DOCUMENT TEXT =>
——

# How many Imitators in a 12x12x18 exo-terra?



## brandonlai (May 7, 2007)

Hey guys

I talked to a store about this question and they said a trio would be fine. 
does that sound weird to you?

I was thinking of getting the 12x12x18 exo terra and i wanted imitators in there, could i responsibly and safely do a pair or a trio of them?

thanks
Brandon


----------



## MonopolyBag (Jun 3, 2007)

I am not a frog expert, only getting into darts now, but I think "THINK" that with the imitators, a couple would do best, unless you have a HUGE vivarium, even then fighting may occur.

The tank size you said is a bit small. I am goign to be building my own vivarium, only because the enxt size up exo-terra 18"x18" base is too big. So I am doing 15"x15". You may want to think about building your own tank, you can get mroe creative and also personally I do not like that black plastic piece on the front of the exo-terra vivariums. It gets in the way and only takes away from the vivariums looks if you end up putting alot of time into furnishing it and planting nice plants.


----------



## leucofrog (Dec 16, 2006)

2..


----------



## defaced (May 23, 2005)

A pair. That tank is approximately 11 gallons.


----------



## slaytonp (Nov 14, 2004)

Imitators do get along well in groups, and in fact, in my own experience with them, are more entertaining and show more breeding activity in groups than in isolated pairs. While the females in particular will fight, and certainly do so, they are athletic and don't seem to do any real harm or even intimidate each other a great deal. It's not so much about "territory" as you will find with tinctorius, but breeding competition. However, more than a single pair does need more room than 11 gallons, albeit not a huge amount. If you stick to the 5 gallon per frog guidelines, have a lot of vertical background space with several bromes, they are fine in groups. I wouldn't put more than 2 of any dart species in 11 gallons.


----------

——

CHALLENGE =>
In the forum thread above, what volume per frog does the guideline cited by slaytonp allow?

——

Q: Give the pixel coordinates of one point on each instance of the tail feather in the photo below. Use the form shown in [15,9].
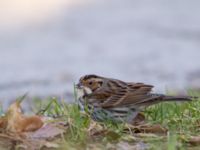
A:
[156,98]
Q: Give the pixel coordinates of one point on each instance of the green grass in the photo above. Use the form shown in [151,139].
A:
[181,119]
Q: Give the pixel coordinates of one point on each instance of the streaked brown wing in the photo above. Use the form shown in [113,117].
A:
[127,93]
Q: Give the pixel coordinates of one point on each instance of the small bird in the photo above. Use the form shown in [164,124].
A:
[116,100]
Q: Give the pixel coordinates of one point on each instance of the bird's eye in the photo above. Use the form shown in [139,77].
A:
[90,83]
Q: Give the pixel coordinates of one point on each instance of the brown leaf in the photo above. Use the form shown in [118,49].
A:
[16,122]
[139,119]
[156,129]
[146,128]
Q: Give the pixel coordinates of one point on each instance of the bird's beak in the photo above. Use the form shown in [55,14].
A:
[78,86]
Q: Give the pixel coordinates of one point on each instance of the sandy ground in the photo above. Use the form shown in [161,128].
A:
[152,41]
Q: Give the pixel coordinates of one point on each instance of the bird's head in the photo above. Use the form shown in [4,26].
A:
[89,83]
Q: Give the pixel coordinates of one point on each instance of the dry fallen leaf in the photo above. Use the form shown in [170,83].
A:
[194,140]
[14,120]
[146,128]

——

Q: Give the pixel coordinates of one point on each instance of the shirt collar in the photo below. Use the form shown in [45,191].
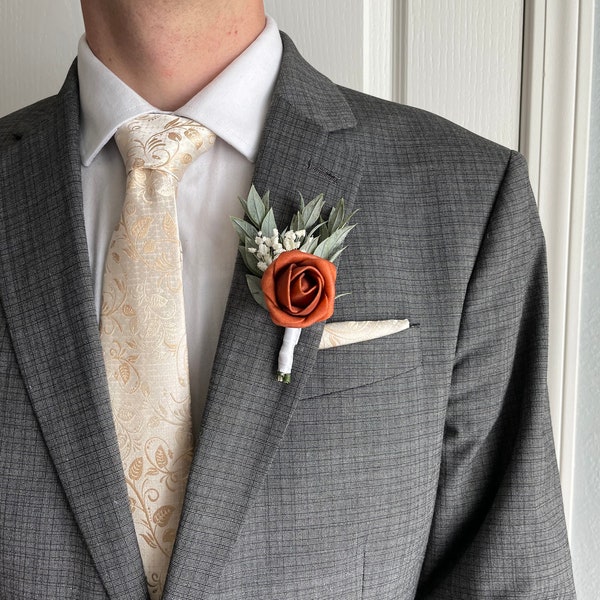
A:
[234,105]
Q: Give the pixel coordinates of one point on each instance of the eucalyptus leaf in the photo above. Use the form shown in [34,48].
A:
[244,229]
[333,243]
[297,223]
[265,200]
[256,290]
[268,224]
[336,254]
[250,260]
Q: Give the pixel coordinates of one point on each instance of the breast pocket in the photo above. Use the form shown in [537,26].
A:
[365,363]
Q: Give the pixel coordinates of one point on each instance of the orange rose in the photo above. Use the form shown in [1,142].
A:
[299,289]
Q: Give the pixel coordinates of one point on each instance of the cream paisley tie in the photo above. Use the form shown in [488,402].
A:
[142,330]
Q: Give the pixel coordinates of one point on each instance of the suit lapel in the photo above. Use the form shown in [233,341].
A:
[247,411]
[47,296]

——

TASK SOLUTION =>
5 gallons per frog.